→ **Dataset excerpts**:
────

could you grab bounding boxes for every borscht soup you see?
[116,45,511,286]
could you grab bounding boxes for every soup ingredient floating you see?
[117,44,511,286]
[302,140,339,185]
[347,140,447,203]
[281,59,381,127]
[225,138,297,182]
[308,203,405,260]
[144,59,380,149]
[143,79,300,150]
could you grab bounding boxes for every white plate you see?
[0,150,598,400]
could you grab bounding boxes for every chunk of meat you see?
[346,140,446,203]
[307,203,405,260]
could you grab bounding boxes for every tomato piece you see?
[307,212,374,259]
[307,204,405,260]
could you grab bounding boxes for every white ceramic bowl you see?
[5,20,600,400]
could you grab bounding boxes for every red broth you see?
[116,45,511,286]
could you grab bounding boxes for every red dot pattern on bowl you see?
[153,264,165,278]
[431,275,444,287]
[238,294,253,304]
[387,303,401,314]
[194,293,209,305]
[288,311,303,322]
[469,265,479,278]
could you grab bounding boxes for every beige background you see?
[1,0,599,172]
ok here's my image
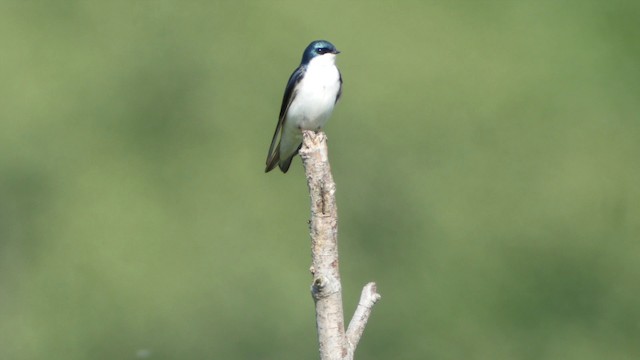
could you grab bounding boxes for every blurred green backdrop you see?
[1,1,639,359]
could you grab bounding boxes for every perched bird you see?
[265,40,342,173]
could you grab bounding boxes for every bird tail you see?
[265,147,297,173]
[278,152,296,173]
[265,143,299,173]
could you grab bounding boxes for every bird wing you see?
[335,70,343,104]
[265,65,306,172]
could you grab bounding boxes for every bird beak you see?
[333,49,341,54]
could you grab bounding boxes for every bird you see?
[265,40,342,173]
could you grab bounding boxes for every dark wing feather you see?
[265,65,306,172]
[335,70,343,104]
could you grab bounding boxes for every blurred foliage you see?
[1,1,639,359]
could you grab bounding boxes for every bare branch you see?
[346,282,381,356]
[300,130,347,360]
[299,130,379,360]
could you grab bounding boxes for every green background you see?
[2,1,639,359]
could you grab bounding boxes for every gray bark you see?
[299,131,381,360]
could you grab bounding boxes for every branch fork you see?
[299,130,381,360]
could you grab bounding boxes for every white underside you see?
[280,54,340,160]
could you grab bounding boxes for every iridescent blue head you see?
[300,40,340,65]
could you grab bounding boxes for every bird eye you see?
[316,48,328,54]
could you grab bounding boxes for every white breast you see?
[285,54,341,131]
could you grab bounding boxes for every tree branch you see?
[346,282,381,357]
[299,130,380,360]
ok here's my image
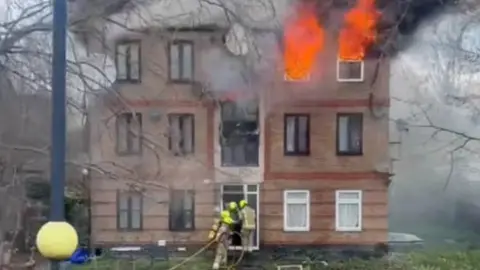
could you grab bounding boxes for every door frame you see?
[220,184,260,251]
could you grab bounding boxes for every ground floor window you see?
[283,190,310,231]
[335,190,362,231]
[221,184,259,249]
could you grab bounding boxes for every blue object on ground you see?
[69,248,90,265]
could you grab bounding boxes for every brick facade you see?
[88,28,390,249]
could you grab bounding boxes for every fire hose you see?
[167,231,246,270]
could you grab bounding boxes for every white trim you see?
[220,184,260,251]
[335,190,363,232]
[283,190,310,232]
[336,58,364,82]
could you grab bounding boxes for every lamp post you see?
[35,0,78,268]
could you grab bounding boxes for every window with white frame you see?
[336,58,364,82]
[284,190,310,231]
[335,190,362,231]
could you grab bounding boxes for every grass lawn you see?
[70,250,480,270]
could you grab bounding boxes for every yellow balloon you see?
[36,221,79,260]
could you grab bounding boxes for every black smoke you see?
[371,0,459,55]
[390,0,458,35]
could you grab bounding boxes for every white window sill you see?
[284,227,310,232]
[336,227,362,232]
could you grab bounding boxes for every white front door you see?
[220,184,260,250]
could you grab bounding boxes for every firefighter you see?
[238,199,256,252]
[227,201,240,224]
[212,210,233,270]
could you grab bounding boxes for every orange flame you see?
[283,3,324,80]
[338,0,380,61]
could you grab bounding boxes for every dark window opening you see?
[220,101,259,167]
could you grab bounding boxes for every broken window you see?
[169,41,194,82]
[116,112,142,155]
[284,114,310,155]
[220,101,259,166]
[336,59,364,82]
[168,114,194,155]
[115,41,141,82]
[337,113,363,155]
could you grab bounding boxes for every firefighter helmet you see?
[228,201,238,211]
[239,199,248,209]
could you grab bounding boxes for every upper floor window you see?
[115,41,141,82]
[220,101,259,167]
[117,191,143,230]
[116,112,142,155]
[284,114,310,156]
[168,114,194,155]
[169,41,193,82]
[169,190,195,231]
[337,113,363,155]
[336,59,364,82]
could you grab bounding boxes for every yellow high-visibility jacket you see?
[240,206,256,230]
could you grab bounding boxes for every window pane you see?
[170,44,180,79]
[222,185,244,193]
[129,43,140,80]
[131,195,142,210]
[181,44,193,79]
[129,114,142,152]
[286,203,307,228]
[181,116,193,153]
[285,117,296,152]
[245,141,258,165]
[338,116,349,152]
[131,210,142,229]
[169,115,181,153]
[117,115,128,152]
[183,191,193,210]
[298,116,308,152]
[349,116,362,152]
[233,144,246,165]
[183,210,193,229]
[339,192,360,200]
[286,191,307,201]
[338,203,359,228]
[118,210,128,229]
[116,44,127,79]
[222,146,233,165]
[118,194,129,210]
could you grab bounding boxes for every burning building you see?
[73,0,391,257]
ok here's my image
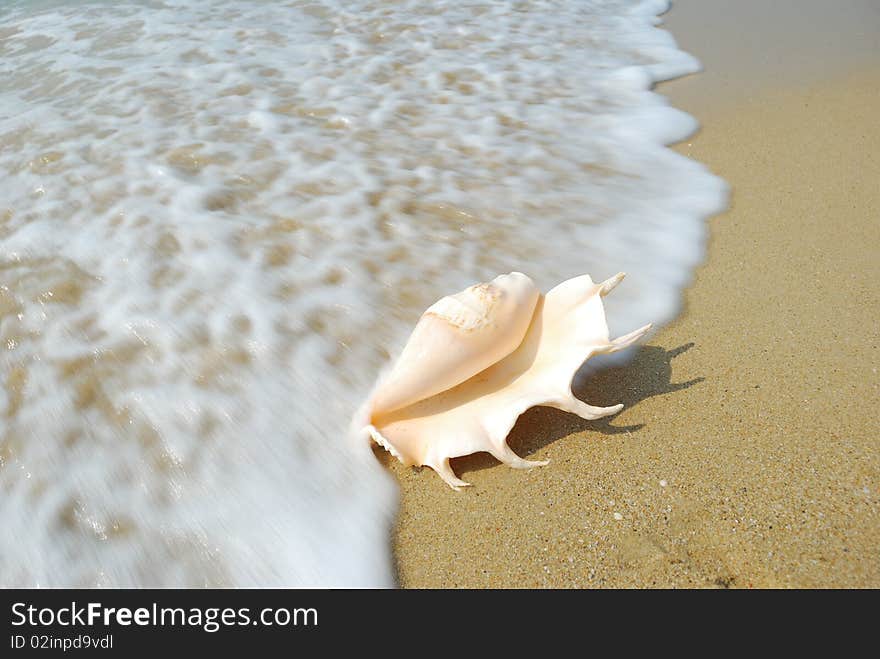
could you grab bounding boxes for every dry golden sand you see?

────

The entries above, without their pictures, should be written out exactly.

→ **OUTPUT OF THE EXERCISE**:
could you grab bounding boxes for every borscht soup you see?
[116,45,511,286]
could you grab bounding boxes for every soup ingredient floating you see?
[117,44,511,286]
[302,140,339,185]
[347,140,447,203]
[281,59,381,127]
[225,138,297,182]
[308,203,405,260]
[144,59,380,149]
[143,79,300,150]
could you grab bounding boxes for every white plate you see?
[0,150,598,400]
could you grab bounding boxes for every chunk of meat you see?
[346,140,446,203]
[307,203,405,260]
could you grab bounding boxes for every tomato piece you see?
[307,212,374,259]
[307,204,405,260]
could you grab bounding boxes for every white ceramic bowl you see?
[5,20,600,400]
could you grab bounding boxes for every red broth you see?
[116,45,511,286]
could you grab bounding boxes for every red dot pattern on bowl you see?
[153,264,165,278]
[431,275,444,287]
[238,294,253,304]
[387,303,401,314]
[194,293,209,305]
[288,311,303,322]
[469,265,479,278]
could you grab bounding boxes for every beige background you see?
[1,0,599,172]
ok here's my image
could you grab bounding boxes for every blurred green backdrop you see?
[1,1,639,359]
could you grab bounding boxes for every perched bird you see?
[265,40,342,173]
could you grab bounding boxes for every bird tail you see?
[265,147,297,173]
[278,152,296,173]
[265,143,299,173]
could you grab bounding boxes for every bird wing you see?
[335,70,343,104]
[265,65,306,172]
could you grab bounding boxes for every bird beak you see?
[333,49,341,54]
could you grab bounding boxes for every bird you see?
[265,40,342,173]
could you grab bounding boxes for every dark wing feather you see?
[265,65,306,172]
[335,70,343,104]
could you grab bounding boxes for every blurred foliage you see?
[1,1,639,359]
could you grab bounding boxes for every bare branch you see?
[346,282,381,356]
[300,130,347,360]
[299,130,379,360]
could you grab bounding boxes for every green background you see?
[2,1,639,359]
could you grab bounding boxes for every gray bark you see?
[299,131,381,360]
could you grab bounding boxes for every branch fork you see?
[299,130,381,360]
could you grab bounding boxes for every white underside you see?
[280,54,340,160]
could you grab bounding boxes for every iridescent blue head you see?
[300,40,340,65]
could you grab bounding boxes for every bird eye you see?
[316,48,328,54]
could you grab bounding boxes for every white breast you see?
[285,54,341,131]
could you grab bounding boxes for every tree branch you see?
[346,282,381,357]
[299,130,380,360]
ok here's my image
could you grab bounding boxes for every door frame you see?
[220,184,260,251]
could you grab bounding boxes for every ground floor window you see?
[283,190,310,231]
[335,190,362,231]
[221,184,259,249]
could you grab bounding boxes for every blue object on ground you see?
[69,248,90,265]
could you grab bounding boxes for every brick facade you see?
[88,28,390,249]
could you grab bounding boxes for every fire hose you see?
[167,231,246,270]
could you grab bounding boxes for every white trim you see?
[220,184,260,251]
[335,190,363,232]
[283,190,310,232]
[336,58,364,82]
could you grab bounding boxes for every lamp post you see?
[35,0,78,268]
could you grab bounding boxes for every window with white frame you see?
[336,58,364,82]
[284,190,310,231]
[335,190,362,231]
could you grab bounding boxes for every grass lawn you see?
[70,250,480,270]
could you grab bounding boxes for every yellow balloon you see?
[36,221,79,260]
could you grab bounding boxes for every black smoke you see?
[371,0,459,55]
[390,0,458,35]
could you grab bounding boxes for every white window sill you see?
[284,227,310,232]
[336,227,362,232]
could you grab bounding boxes for every white front door you see?
[220,184,260,250]
could you grab bounding boxes for every firefighter you see?
[238,199,256,252]
[227,201,240,224]
[212,210,233,270]
could you grab bounding boxes for every orange flame you see?
[283,3,324,80]
[338,0,380,61]
could you grab bounding boxes for every dark window opening you see?
[220,101,259,167]
could you grab bounding boxes for every broken window you see?
[169,41,194,82]
[116,112,142,155]
[284,114,310,155]
[220,101,259,166]
[336,59,364,82]
[168,114,194,155]
[115,41,141,82]
[337,113,363,155]
could you grab bounding boxes for every firefighter helmet you see?
[228,201,238,211]
[239,199,248,209]
could you grab bounding boxes for every upper floor window you see?
[115,41,141,82]
[220,101,259,167]
[117,191,143,230]
[116,112,142,155]
[284,114,310,156]
[168,114,194,155]
[169,41,193,82]
[169,190,195,231]
[337,113,363,155]
[336,59,364,82]
could you grab bounding boxes for every yellow high-visibility jacket you see?
[240,206,256,230]
could you grab bounding boxes for every window pane you see?
[170,44,180,79]
[222,185,244,193]
[129,43,140,80]
[131,195,142,210]
[181,44,193,79]
[129,114,142,152]
[286,203,307,228]
[181,116,193,153]
[285,117,296,152]
[245,141,258,165]
[338,116,349,152]
[131,210,142,229]
[169,115,181,153]
[117,115,128,152]
[183,191,193,210]
[298,116,308,152]
[349,116,362,152]
[233,144,246,165]
[183,210,193,229]
[339,192,360,200]
[286,191,307,201]
[338,203,359,228]
[118,210,128,229]
[116,44,127,79]
[222,146,233,165]
[118,194,129,210]
could you grab bounding boxes for every burning building you see?
[73,0,391,257]
ok here's my image
could you grab bounding boxes for every dry golden sand you see?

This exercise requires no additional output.